_Problem requirements_: Return every line of the records below that contains the string "yellow".

_Source records_:
☆ ☆ ☆ ☆ ☆

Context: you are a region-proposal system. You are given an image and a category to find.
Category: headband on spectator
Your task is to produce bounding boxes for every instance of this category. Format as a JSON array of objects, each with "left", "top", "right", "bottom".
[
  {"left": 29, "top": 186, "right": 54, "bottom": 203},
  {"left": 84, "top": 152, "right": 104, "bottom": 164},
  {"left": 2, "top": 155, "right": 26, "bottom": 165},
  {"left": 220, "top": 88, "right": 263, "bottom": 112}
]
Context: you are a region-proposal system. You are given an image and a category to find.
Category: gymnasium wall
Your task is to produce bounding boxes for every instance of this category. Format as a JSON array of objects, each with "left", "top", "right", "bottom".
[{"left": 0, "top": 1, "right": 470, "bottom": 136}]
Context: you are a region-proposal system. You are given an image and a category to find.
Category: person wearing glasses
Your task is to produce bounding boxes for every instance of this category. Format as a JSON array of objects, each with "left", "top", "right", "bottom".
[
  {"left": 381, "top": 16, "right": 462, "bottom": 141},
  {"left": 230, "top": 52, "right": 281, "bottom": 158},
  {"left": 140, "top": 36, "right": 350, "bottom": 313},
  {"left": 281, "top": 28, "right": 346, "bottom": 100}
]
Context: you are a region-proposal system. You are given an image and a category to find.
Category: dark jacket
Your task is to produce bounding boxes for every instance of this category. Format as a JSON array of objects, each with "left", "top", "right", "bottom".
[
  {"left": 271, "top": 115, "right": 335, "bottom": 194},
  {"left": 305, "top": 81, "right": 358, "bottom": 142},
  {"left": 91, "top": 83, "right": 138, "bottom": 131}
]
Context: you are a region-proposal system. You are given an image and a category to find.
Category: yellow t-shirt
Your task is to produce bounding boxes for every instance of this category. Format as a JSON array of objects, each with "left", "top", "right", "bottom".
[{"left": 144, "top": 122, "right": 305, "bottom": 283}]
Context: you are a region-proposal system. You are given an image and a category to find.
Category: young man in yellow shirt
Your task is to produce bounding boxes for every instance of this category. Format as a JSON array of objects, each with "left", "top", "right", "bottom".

☆ ☆ ☆ ☆ ☆

_Expected answer_:
Category: yellow t-shirt
Category: young man in yellow shirt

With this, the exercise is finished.